— Work task —
Copy the lines below exactly. Start at the first and finish with the line containing "negative clicks: (156, 221)".

— Records to process —
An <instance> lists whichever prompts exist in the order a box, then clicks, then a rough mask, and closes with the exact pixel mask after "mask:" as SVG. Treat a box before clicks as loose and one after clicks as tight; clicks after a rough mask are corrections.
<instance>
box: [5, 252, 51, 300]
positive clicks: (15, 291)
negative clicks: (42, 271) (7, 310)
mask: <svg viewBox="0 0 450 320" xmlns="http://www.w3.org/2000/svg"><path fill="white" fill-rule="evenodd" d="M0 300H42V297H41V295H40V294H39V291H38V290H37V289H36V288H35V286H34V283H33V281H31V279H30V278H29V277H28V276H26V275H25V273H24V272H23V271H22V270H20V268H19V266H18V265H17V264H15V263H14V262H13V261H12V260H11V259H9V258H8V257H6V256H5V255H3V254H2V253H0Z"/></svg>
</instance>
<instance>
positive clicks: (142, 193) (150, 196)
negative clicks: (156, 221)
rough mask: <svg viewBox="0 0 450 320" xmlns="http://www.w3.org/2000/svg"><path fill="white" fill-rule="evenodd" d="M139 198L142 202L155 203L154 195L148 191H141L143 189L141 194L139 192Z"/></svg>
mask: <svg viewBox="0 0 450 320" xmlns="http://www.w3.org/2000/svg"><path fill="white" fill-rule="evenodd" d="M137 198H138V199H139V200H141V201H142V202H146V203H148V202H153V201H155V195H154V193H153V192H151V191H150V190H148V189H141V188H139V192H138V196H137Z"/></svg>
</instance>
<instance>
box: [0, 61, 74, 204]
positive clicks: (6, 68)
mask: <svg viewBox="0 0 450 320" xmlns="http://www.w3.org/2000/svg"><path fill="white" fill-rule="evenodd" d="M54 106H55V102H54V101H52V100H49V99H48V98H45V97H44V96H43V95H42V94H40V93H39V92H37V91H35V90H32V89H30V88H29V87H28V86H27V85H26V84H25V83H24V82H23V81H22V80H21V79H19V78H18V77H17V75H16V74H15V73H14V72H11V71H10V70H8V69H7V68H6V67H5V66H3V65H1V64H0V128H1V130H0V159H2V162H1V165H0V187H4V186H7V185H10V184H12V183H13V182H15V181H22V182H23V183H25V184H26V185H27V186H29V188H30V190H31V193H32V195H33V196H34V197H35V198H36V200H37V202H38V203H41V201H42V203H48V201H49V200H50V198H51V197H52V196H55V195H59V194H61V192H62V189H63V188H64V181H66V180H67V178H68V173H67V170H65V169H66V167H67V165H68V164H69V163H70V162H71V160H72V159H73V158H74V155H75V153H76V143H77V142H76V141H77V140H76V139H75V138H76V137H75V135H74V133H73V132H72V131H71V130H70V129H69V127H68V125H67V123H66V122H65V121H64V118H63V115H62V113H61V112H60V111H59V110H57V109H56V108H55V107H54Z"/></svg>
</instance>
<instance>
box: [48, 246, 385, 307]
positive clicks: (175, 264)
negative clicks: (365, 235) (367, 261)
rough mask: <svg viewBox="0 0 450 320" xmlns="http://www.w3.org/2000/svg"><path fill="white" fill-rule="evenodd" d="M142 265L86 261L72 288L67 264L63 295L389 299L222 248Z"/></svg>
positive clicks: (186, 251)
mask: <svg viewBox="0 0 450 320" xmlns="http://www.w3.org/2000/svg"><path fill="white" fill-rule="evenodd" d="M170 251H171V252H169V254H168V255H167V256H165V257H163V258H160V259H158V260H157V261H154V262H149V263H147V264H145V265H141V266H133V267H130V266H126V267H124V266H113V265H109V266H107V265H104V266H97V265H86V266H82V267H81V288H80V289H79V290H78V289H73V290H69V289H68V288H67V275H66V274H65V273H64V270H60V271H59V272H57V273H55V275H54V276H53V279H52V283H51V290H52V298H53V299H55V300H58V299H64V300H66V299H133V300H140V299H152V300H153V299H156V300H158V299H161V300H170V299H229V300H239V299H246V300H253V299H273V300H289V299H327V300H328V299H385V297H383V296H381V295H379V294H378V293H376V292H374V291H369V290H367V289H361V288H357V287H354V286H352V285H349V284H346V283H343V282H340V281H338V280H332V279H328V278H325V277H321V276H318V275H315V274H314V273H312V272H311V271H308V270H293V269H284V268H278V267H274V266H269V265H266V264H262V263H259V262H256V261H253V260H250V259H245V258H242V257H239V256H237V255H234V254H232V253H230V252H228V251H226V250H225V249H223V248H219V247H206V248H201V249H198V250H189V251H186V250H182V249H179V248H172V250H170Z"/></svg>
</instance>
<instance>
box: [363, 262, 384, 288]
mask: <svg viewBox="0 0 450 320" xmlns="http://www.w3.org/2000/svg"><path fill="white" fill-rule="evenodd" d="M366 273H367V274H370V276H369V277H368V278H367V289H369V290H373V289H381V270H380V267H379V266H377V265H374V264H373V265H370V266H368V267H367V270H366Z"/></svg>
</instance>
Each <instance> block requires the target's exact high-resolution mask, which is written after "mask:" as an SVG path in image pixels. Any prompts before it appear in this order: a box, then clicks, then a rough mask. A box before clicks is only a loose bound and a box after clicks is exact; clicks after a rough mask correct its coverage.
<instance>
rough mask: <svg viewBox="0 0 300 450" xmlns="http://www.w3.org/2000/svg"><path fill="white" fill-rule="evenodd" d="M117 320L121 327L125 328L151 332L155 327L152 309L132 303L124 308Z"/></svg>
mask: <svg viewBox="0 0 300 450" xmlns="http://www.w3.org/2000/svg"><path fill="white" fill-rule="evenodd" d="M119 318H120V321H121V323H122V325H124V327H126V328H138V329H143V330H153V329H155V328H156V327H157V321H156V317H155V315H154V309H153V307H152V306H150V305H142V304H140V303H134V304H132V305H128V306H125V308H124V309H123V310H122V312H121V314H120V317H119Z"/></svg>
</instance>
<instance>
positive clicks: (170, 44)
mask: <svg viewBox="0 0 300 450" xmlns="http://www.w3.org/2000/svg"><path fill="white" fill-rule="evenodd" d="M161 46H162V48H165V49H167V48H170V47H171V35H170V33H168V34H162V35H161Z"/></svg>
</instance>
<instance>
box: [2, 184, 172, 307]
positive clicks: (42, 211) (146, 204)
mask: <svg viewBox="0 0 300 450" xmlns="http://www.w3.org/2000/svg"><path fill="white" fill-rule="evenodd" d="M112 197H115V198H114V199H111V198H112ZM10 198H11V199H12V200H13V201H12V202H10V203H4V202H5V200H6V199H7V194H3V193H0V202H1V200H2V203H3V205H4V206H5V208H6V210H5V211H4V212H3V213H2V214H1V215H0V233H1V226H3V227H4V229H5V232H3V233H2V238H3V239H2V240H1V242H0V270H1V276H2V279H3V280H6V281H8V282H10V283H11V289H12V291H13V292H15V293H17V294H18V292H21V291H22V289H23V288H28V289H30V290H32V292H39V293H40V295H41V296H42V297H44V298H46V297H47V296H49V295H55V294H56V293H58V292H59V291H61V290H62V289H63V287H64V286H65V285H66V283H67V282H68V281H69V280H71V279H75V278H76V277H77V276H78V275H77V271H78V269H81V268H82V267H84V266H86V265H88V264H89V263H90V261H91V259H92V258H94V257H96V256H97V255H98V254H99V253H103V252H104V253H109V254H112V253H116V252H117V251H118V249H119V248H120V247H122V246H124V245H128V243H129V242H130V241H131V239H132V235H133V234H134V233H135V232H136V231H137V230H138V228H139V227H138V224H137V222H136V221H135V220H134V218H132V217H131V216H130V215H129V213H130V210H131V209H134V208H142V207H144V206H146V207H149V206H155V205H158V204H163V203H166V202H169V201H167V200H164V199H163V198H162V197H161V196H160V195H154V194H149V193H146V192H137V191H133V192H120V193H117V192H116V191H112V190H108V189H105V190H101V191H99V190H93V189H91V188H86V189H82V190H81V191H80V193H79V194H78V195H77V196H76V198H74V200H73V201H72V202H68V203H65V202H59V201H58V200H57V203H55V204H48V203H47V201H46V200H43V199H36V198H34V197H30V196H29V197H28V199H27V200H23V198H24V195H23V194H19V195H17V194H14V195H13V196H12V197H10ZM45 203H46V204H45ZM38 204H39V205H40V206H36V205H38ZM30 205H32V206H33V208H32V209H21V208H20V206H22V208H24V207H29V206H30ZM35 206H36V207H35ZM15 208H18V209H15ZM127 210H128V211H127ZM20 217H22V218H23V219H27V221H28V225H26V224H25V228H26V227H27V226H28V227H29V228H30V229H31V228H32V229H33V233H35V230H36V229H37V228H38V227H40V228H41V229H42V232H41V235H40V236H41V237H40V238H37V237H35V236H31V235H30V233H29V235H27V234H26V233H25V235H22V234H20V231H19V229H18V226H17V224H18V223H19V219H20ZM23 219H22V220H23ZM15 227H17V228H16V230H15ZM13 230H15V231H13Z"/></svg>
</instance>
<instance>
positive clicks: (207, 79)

— Answer space —
An <instance> lists whichever prompts exist in the order a box, then clicks, then a rough mask, and closes with the exact pixel mask after "mask:" as SVG. Treat a box before clicks as loose and one after clicks as tight; clicks after a rough mask are corrections.
<instance>
box: [5, 252, 51, 300]
positive clicks: (15, 291)
negative clicks: (42, 271) (7, 310)
mask: <svg viewBox="0 0 450 320" xmlns="http://www.w3.org/2000/svg"><path fill="white" fill-rule="evenodd" d="M0 300H42V297H41V295H40V294H39V291H38V290H37V289H36V288H35V286H34V283H33V281H31V279H30V278H29V277H28V276H26V275H25V273H24V272H23V271H22V270H20V268H19V266H18V265H17V264H15V263H14V262H13V261H12V260H11V259H9V258H8V257H6V256H5V255H3V254H2V253H0Z"/></svg>
</instance>
<instance>
positive clicks: (142, 193) (150, 196)
negative clicks: (156, 221)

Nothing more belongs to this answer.